*** Page text ***

Diverticulosis and Diverticulitis
Diverticulosis is the development of small pouches or projections called diverticula that bulge through weak spots in the colon. When diverticula become inflamed the condition is referred to as diverticulitis. Together, diverticulosis and diverticulitis are considered diverticular disease.
Diverticulosis is a relatively common condition that affects about half of the US population over the age of sixty.
While the exact cause of diverticulosis is unknown, a diet that is low in fiber and high in processed foods like the diet commonly seen in industrialized countries is the most likely culprit.
Individuals that have a family history of diverticular disease are often at an increased likelihood of developing the condition.
Symptoms of Diverticulosis and Diverticulitis
Many patients with diverticulosis do not experience any symptoms. If symptoms do occur, they may include discomfort in the lower abdomen, bloating or changes in bowel habits. If diverticulosis becomes advanced then the lower colon may become distorted or narrowed, often resulting in thin or pellet-shaped stool.
Diverticulitis is a possible complication of diverticulosis, and may develop as a result of bacteria that seep through the walls of diverticula and cause infection. Possible symptoms of diverticulitis include mild to severe pain in the lower abdomen, nausea, vomiting, cramping, chills and fever.
Diagnosis of Diverticulosis and Diverticulitis
Diverticulosis is often diagnosed during a routine screening examination. Your doctor may find diverticula during a colonoscopy or a barium enema.

*** End of Page text ***
*** Provided material ***

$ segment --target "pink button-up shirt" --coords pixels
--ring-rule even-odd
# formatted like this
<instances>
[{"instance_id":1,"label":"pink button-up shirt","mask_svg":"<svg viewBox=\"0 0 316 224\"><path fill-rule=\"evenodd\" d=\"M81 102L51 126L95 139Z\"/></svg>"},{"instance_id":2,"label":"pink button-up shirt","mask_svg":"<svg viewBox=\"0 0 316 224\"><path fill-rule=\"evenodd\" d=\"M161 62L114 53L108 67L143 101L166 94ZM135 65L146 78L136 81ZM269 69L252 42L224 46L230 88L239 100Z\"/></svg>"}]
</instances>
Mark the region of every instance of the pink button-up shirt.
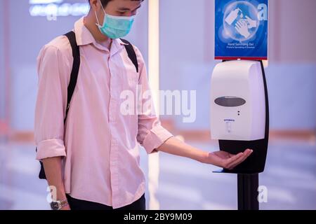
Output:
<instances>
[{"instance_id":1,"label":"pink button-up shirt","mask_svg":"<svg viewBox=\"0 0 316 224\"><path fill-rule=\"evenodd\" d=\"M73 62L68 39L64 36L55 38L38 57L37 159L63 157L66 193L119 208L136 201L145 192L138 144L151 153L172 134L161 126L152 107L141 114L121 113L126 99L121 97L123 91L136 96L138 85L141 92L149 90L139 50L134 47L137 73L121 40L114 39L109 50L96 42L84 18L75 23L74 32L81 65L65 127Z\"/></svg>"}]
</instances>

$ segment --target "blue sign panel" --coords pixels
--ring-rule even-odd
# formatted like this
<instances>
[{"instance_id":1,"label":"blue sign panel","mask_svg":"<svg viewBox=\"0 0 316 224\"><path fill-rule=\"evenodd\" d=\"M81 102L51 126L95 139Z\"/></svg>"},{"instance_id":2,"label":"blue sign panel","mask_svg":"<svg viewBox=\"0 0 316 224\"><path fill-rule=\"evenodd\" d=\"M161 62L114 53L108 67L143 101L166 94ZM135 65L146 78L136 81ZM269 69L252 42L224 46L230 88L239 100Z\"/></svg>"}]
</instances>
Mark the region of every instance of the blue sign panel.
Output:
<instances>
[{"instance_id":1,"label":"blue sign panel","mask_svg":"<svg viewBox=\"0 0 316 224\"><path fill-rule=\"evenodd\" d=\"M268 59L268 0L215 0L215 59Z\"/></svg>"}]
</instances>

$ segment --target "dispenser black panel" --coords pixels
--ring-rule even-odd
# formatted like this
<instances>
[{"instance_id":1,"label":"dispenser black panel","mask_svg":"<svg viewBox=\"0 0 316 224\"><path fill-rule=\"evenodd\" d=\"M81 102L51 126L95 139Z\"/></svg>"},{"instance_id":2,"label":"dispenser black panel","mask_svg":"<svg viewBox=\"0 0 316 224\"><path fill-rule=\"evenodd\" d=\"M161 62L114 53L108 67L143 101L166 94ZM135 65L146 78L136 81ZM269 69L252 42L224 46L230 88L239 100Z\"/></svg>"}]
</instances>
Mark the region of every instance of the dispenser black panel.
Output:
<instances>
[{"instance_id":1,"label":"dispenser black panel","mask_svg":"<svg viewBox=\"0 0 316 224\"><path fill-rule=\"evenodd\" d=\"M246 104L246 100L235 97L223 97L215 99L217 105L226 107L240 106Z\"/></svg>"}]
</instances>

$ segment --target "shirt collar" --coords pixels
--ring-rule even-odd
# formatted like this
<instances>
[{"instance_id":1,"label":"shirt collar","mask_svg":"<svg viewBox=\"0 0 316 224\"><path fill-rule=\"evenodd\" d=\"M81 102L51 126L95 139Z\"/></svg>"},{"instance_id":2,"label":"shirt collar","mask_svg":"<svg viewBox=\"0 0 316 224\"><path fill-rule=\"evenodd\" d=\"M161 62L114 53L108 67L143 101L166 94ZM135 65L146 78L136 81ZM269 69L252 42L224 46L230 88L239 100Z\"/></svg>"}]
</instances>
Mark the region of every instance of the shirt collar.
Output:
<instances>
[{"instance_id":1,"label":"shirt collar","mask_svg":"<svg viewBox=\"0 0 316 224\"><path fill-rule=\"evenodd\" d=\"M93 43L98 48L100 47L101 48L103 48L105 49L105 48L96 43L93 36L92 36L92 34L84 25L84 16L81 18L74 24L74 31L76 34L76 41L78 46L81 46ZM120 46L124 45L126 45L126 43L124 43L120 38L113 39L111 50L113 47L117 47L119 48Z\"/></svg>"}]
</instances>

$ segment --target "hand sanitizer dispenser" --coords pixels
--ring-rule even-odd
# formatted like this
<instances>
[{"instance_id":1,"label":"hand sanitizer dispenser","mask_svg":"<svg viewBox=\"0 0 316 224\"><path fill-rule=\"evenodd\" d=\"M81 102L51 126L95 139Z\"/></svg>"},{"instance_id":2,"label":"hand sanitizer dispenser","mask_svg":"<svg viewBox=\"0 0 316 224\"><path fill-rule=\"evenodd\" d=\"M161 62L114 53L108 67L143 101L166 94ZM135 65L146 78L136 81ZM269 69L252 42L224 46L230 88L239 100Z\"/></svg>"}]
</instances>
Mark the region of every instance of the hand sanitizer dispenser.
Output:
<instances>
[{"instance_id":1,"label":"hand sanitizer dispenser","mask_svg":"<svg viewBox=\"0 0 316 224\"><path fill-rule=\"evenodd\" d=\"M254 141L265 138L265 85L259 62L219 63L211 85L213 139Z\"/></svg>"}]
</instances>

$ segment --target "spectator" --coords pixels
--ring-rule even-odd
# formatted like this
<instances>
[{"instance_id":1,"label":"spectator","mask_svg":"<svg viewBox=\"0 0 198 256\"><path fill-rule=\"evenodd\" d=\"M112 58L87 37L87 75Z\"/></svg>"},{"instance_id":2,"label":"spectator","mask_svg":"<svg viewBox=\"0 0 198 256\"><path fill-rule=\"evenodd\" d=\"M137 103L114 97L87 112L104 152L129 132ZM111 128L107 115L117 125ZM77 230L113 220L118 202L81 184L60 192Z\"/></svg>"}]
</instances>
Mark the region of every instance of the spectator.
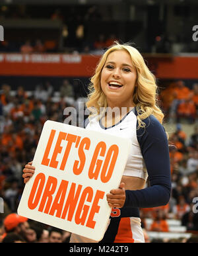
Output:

*** End of Provided material ***

[Questions]
A. Rewrite the diverticulosis text from "Symptoms of Diverticulosis" up to and including "or pellet-shaped stool.", substituting "lower belly" for "lower abdomen".
B. Answer these questions from the diverticulosis text:
(i) What is the condition called when diverticula become inflamed?
(ii) About what share of the US population over the age of sixty does diverticulosis affect?
(iii) During which two procedures may a doctor find diverticula?
Rely only on the diverticulosis text for this work.

[Solutions below]
A.
Symptoms of Diverticulosis and Diverticulitis
Many patients with diverticulosis do not experience any symptoms. If symptoms do occur, they may include discomfort in the lower belly, bloating or changes in bowel habits. If diverticulosis becomes advanced then the lower colon may become distorted or narrowed, often resulting in thin or pellet-shaped stool.

B.
(i) Diverticulitis.
(ii) About half.
(iii) A colonoscopy or a barium enema.